▸ **Raw data**

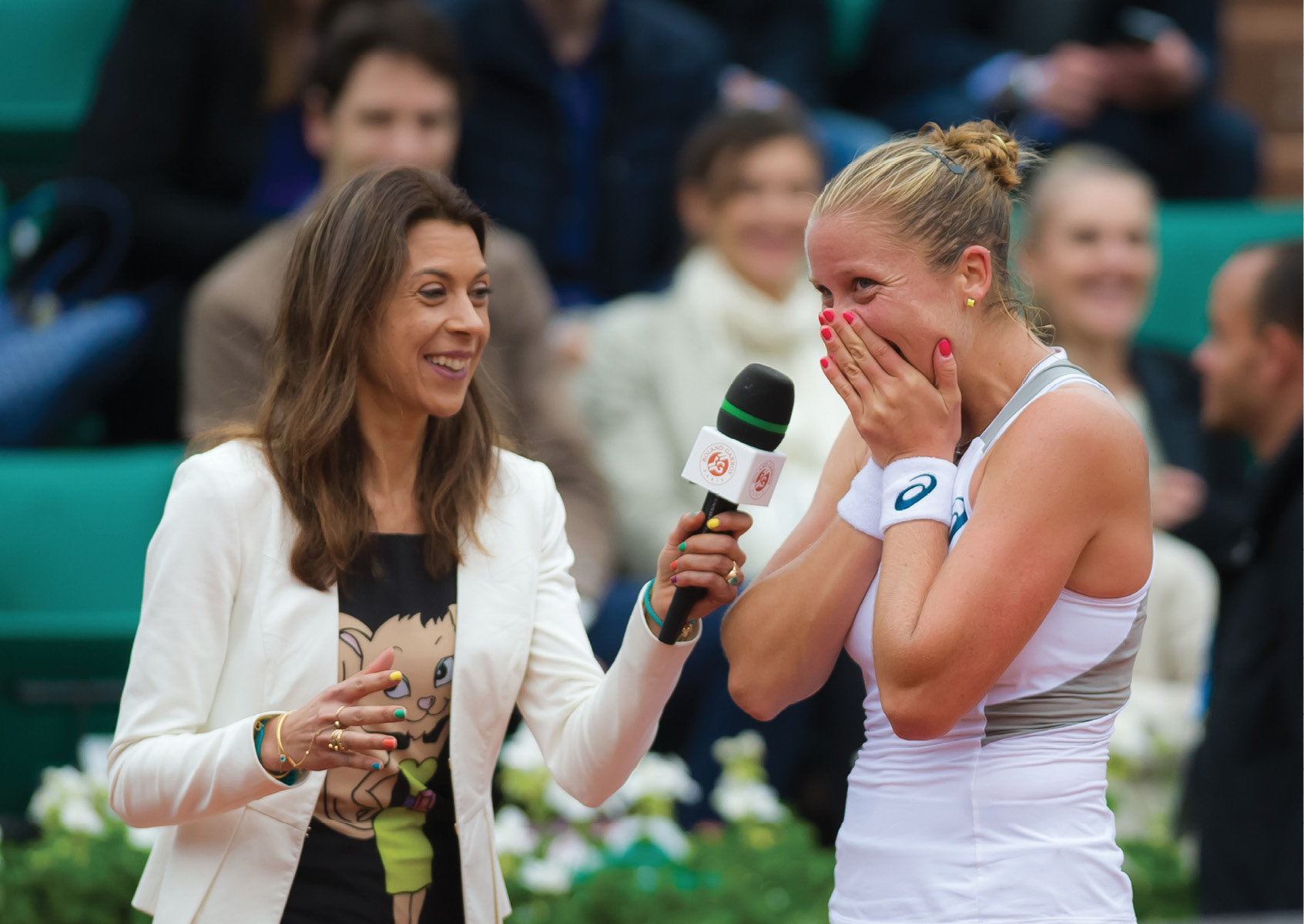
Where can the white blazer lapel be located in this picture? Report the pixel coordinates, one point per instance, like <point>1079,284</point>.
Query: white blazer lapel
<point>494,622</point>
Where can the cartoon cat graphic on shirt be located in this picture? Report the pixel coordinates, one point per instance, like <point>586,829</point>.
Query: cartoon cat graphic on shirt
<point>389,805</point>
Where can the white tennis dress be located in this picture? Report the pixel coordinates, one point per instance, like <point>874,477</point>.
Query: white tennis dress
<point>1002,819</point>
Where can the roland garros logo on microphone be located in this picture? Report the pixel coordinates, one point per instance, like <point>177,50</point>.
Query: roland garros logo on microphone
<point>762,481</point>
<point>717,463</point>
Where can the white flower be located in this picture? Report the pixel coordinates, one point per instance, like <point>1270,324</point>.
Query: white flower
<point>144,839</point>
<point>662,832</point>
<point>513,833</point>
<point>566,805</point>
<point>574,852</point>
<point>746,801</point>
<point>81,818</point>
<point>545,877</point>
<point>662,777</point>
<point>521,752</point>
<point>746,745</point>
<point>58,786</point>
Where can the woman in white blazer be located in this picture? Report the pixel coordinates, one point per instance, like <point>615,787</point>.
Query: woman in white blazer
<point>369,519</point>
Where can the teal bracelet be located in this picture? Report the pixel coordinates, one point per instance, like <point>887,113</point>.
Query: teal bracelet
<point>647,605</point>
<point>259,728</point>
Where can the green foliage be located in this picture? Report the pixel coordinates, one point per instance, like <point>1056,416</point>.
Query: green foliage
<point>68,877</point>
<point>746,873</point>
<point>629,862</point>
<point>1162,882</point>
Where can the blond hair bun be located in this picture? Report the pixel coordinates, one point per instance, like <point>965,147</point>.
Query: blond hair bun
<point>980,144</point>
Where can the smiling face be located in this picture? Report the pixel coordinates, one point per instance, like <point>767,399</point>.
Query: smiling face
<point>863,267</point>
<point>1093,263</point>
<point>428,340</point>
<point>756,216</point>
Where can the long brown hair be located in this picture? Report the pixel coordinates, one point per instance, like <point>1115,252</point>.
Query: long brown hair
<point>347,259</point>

▸ **Exercise description**
Copy out everything from the line containing "Where can the white flower" down to the line containing "<point>980,144</point>", keeping every line, and shift each coordinate in the answer points up by 85.

▸ **Worked solution**
Where can the white flower be located in this picture? Report the pixel coordinates, one point per instance, like <point>1270,324</point>.
Query: white flower
<point>229,924</point>
<point>747,917</point>
<point>598,918</point>
<point>651,890</point>
<point>659,937</point>
<point>831,886</point>
<point>166,903</point>
<point>630,962</point>
<point>747,862</point>
<point>606,837</point>
<point>831,830</point>
<point>143,871</point>
Where can the woman in white blazer be located in this picture? Report the pixel coordinates, one point per instance, like <point>615,787</point>.
Query: woman in white blazer
<point>454,604</point>
Where can the teal bracelet be located in this picture? Report the pixel coordinates, one point per instance, like <point>887,113</point>.
Query: teal bracelet
<point>732,690</point>
<point>344,813</point>
Where can the green foliage be located in this picture? Report the pixel coordinates, one point per instance, like <point>1056,416</point>.
Query: green foliage
<point>153,962</point>
<point>831,958</point>
<point>714,947</point>
<point>1247,967</point>
Where can the blond hair bun be located in this picture? Report the pixel coordinates, one point per instance, like <point>965,147</point>.
Query: blond hair bun
<point>1065,229</point>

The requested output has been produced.